**Work to complete**
Repeat the items below word for word, from the line containing "Mark each instance of the grass" down through the line containing "x=316 y=127", including both of those lines.

=== Supplied material ===

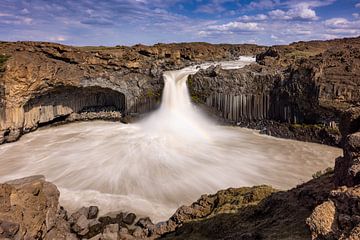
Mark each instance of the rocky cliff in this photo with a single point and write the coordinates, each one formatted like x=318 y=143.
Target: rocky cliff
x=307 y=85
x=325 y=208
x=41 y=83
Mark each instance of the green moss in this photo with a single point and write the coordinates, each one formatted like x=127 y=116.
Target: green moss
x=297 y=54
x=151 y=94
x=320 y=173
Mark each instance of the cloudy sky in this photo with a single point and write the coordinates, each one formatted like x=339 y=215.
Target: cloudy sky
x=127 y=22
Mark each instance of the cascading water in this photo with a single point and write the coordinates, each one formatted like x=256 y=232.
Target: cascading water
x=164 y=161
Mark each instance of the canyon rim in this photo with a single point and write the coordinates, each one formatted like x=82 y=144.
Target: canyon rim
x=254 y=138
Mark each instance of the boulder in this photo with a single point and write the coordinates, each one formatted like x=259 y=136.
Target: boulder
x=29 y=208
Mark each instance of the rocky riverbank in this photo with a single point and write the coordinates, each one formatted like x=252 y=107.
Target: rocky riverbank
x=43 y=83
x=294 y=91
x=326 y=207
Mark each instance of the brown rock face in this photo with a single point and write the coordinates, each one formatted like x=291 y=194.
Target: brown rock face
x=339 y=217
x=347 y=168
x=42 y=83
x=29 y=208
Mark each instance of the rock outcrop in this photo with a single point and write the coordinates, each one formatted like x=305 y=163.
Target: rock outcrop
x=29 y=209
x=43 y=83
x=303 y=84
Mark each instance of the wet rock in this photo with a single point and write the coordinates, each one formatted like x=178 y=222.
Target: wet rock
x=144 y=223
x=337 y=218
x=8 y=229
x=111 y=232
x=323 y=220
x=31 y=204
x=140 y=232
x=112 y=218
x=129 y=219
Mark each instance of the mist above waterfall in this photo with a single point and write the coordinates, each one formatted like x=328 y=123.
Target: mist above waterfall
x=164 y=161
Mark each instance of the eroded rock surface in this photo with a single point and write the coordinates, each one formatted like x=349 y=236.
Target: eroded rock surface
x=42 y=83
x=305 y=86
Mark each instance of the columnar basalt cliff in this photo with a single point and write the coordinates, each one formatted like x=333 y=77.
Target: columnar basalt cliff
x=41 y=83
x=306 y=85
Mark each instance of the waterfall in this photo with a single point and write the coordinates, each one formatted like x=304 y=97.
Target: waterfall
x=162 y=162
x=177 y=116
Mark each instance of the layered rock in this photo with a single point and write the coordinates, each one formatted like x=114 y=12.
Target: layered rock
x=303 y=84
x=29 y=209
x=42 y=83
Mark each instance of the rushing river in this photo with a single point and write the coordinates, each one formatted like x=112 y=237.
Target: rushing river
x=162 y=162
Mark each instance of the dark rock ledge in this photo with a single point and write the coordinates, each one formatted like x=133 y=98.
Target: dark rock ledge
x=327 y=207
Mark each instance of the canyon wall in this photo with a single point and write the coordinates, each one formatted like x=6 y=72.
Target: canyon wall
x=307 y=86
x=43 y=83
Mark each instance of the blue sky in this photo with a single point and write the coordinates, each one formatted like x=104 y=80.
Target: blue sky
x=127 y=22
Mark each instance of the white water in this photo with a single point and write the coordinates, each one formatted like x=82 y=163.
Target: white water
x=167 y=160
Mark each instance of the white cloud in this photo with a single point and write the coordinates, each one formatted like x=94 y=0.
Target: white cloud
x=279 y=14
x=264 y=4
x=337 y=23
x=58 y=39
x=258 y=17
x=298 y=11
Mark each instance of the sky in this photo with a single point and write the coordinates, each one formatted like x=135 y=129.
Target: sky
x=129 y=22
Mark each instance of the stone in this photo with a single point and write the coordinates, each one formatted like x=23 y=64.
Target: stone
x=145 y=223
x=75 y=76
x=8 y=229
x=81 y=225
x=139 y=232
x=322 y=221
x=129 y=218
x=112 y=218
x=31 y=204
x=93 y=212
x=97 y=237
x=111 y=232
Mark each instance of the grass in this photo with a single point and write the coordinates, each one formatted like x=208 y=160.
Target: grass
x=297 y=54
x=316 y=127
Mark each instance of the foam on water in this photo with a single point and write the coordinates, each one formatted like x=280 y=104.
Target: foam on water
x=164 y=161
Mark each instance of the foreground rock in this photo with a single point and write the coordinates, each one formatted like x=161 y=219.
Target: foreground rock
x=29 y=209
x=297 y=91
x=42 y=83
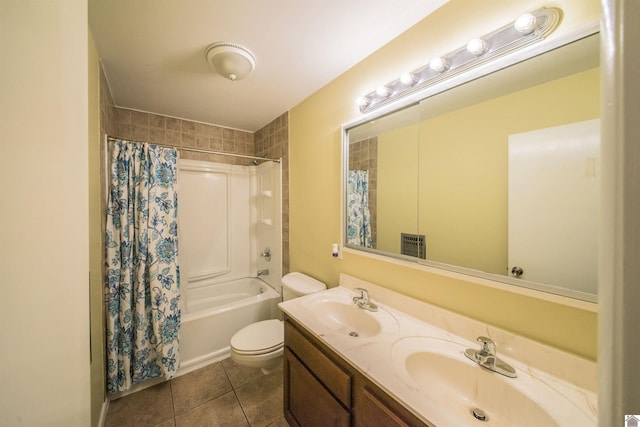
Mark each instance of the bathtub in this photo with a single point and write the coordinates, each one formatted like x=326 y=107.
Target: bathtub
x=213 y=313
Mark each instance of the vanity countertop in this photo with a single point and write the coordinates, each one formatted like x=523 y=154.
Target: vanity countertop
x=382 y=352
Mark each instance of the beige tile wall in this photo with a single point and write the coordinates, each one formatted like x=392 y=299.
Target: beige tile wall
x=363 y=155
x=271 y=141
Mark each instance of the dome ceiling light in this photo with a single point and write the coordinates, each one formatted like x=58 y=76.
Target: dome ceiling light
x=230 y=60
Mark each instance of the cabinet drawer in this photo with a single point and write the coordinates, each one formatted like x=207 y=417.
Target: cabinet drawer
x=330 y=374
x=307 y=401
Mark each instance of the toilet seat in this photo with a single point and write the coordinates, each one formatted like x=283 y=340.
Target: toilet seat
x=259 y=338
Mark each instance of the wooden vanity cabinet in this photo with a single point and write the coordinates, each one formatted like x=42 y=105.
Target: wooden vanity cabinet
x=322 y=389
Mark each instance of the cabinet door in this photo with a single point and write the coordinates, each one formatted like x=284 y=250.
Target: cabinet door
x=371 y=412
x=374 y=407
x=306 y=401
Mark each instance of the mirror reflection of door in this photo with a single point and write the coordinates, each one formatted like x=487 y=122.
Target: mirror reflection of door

===

**Task result**
Mark each instance of the grass in this photo with a single point and write the coordinates, each one formatted like x=208 y=160.
Target: grass
x=297 y=54
x=316 y=127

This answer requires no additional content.